◆ EXCERPT
------------------------------------------------------------
Radio Maine Episode #87: Philip Barter

 

 

October 30, 2022

 

Philip Barter turned 83 in 2023, and the Portland Art Gallery celebrated his 60 years of creating iconic Maine art with a solo exhibition. Much of the work presented was sourced from Philip’s private collection that he has meticulously stored away for decades. This is what Carl Little, Maine art critic and author, says about Philip Barter: "Barter's art harks back to Marsden Hartley and other American Modernists and their abstracting ways; a kind of school has sprung up in his impressive wake. You can hear the gallery-goer point to a brashly painted Maine landscape by a contemporary and say, 'I see a bit of Barter there.'

 

"Like Andrew Wyeth, he has his emulators. And you can understand why: the appeal of Barter's stylized renderings of trees and rivers, mountains and clouds, is powerful. His ability to extract the essence of the landscape provokes marvel. He sees the geometry of a peak, the jagged coursing of woodland streams, and a snowfield's curving contours. His palette, often not for the faint of hue, underscores his lively vision."

 

Dr. Lisa Belisle:


Hello, I'm Dr. Lisa Belisle and you are listening to, or watching, Radio Maine. Today I have with me artist Philip Barter. Thank you so much for joining us today.


Philip Barter:


You're welcome. Thank you for having me.
------------------------------------------------------------
◆ GIVEN PROBLEM 1
Answer these from the Radio Maine episode page on Philip Barter:
(a) Which gallery held the solo exhibition of Barter's work?
(b) According to Carl Little, Barter's art harks back to which painter and other American Modernists?
(c) Who hosts the episode?
◆ GIVEN PROBLEM 2
Print the stretch of the Radio Maine episode page on Philip Barter from "Hello, I'm Dr." through "for having me.", word for word.
◆ GIVEN PROBLEM 3
Write what comes next in the Radio Maine episode page on Philip Barter, picking up after its final line.

◆ COLLECTED DATA
------------------------------------------------------------
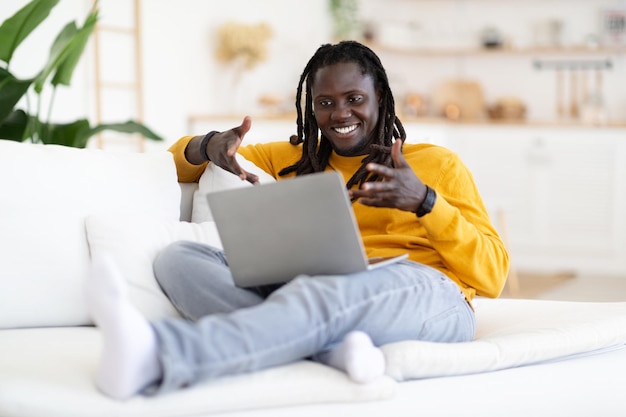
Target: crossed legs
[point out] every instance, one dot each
(131, 353)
------------------------------------------------------------
◆ FINAL ANSWER 1
(a) The Portland Art Gallery
(b) Marsden Hartley
(c) Dr. Lisa Belisle

◆ FINAL ANSWER 2
Hello, I'm Dr. Lisa Belisle and you are listening to, or watching, Radio Maine. Today I have with me artist Philip Barter. Thank you so much for joining us today.


Philip Barter:


You're welcome. Thank you for having me.

◆ FINAL ANSWER 3
Dr. Lisa Belisle:


Philip. I'm very interested in the work you do. In particular, I'm interested in a lot of the work you've done with landscapes, and when I'm looking at some of your pieces, it seems like there are some themes for you that keep coming up.


Philip Barter: 
Which are?


Dr. Lisa Belisle: 


Well, tell me about this piece that I have behind me, there's the trees in the foreground, the mountains in the background and you have water. That seems to be something that I've noticed more than once in your landscapes.


Philip Barter: 


Well yes. I paint similar landscapes a lot. That's a view of Frenchman's Bay with Mount Cadillac in the background from Sullivan.


Dr. Lisa Belisle: 


So that is named "Across the Bay."


Philip Barter: 


"Across the Bay," right. Frenchman's Bay.


Dr. Lisa Belisle: 


Very good. Have you spent a lot of time on the water?


Philip Barter:


I've worked on the water for years and A couple of times when I have been away from the water I got homesick so I had to come back. I've worked on boats both on the West coast and on the East Coast.


Dr. Lisa Belisle: 


And how is it that you began incorporating art into your working life?


Philip Barter:


Well, I guess that's easy because I paint what's familiar or what I'm used to or what I know. So one thing led to another. A lot of the paintings I paint now are of boats that I can see they're not nostalgic. I've always tried to avoid nostalgia in my work, but for instance, when I paint a car, they're usually of the forties or fifties because that's the only cars I know that I can identify going down the road. That's a 38 Ford or that's a 37 Chevy or whatever. So when I paint cars in my paintings, they're usually of that vintage. It's just because I paint what's familiar, and boats the same way. It's usually the older wooden style lobster boats, jonesport style or her career, whatever. So yeah, it's something I'm familiar with. 


Dr. Lisa Belisle:


So tell me about  some of your earlier artistic influences. Are there artists that you felt like you really learned from as you were beginning your career?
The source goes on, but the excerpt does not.